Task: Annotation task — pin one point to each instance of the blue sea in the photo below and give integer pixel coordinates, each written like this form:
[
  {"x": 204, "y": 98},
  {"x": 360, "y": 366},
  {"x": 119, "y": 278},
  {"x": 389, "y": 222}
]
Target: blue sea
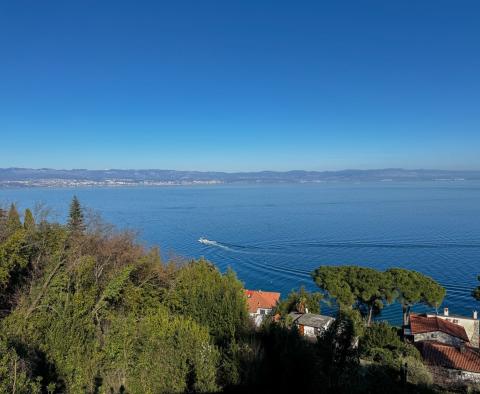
[{"x": 274, "y": 236}]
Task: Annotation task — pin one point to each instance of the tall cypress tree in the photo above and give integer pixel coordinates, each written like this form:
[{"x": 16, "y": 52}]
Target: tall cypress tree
[
  {"x": 3, "y": 223},
  {"x": 76, "y": 223},
  {"x": 28, "y": 221},
  {"x": 13, "y": 220}
]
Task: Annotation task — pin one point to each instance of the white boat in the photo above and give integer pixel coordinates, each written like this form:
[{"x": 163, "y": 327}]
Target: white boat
[{"x": 206, "y": 241}]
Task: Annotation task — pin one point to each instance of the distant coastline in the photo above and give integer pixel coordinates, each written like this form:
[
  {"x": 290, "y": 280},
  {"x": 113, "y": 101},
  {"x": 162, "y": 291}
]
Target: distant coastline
[{"x": 26, "y": 177}]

******************************

Starting from the line with "of the white" and ending with the final line of the data, quote every line exactly, both ends included.

Task: Annotation task — pin one point to each instance of the white boat in the photo above and give integer pixel coordinates, each written like this form:
[{"x": 163, "y": 327}]
Target: white boat
[{"x": 206, "y": 241}]
Task: Annotation task — pin one point to each instance of the distant coastline in the photo above and give integer pixel coordinates, each written like this form:
[
  {"x": 290, "y": 280},
  {"x": 113, "y": 101},
  {"x": 162, "y": 291}
]
Target: distant coastline
[{"x": 26, "y": 177}]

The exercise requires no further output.